* Start Given data *
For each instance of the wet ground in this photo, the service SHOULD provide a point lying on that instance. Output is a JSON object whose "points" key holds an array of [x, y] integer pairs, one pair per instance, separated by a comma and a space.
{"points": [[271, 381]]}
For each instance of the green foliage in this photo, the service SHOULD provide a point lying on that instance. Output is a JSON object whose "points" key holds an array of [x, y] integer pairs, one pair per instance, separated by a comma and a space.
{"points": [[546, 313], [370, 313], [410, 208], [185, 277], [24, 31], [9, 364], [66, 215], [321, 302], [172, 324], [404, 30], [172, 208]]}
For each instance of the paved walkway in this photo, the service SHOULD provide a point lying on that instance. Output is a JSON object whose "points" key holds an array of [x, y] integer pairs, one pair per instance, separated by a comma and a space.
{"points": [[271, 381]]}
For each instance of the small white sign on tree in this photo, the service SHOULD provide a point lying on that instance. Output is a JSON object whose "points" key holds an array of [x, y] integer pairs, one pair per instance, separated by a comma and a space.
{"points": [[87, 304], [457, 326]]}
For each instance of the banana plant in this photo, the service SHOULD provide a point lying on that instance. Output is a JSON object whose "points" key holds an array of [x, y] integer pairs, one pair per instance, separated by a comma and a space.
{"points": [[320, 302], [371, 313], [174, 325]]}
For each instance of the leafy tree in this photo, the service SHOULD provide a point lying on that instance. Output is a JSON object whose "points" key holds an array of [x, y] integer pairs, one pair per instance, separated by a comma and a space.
* End Given data *
- _Given exercise_
Reproduce the entries above exactly.

- _Full solution_
For each instance of the wet ground in this photo, the service SHOULD provide a point lying on that instance. Output is a JSON object whose "points" key holds an array of [x, y] integer pairs, one pair per instance, separated by a comma and a space.
{"points": [[271, 381]]}
For each instance of the green foliage in this photo, the service SHOULD provide a point lying on that instance. Output is a JSON object whose "points" key holds an array of [x, y] integer pairs, one pair per instance, separated by a comma and a space.
{"points": [[546, 313], [370, 313], [410, 208], [185, 277], [24, 31], [9, 364], [66, 215], [321, 302], [172, 324], [404, 30], [172, 208]]}
For each instance of the paved walkway in this photo, the service SHOULD provide a point lying on that instance. Output is a JSON object whose "points" key holds an array of [x, y] integer pairs, one pair per instance, separated by a comma and a space.
{"points": [[271, 381]]}
For each instance of the small white sign on tree in this photo, the service SHOULD provide a point lying on that instance. Output is a JSON object whose "points" key holds an array of [x, y] integer pairs, one pair per instance, separated by a comma and a space.
{"points": [[87, 304], [457, 326]]}
For each instance of the banana plant in this photo, the service SHOULD provide a point lying on that instance. Output is a JSON object whose "points" key holds an array of [x, y] integer pairs, one pair per instance, separated by a comma and a space.
{"points": [[320, 302], [371, 313], [174, 325]]}
For each instance of the leafy tree in this photo, the service SHOULD provide a point lying on that instance. Output is a JSON object whose "points" key holds an array of [x, y] integer pairs, one pair per instance, separated by a comma and a space.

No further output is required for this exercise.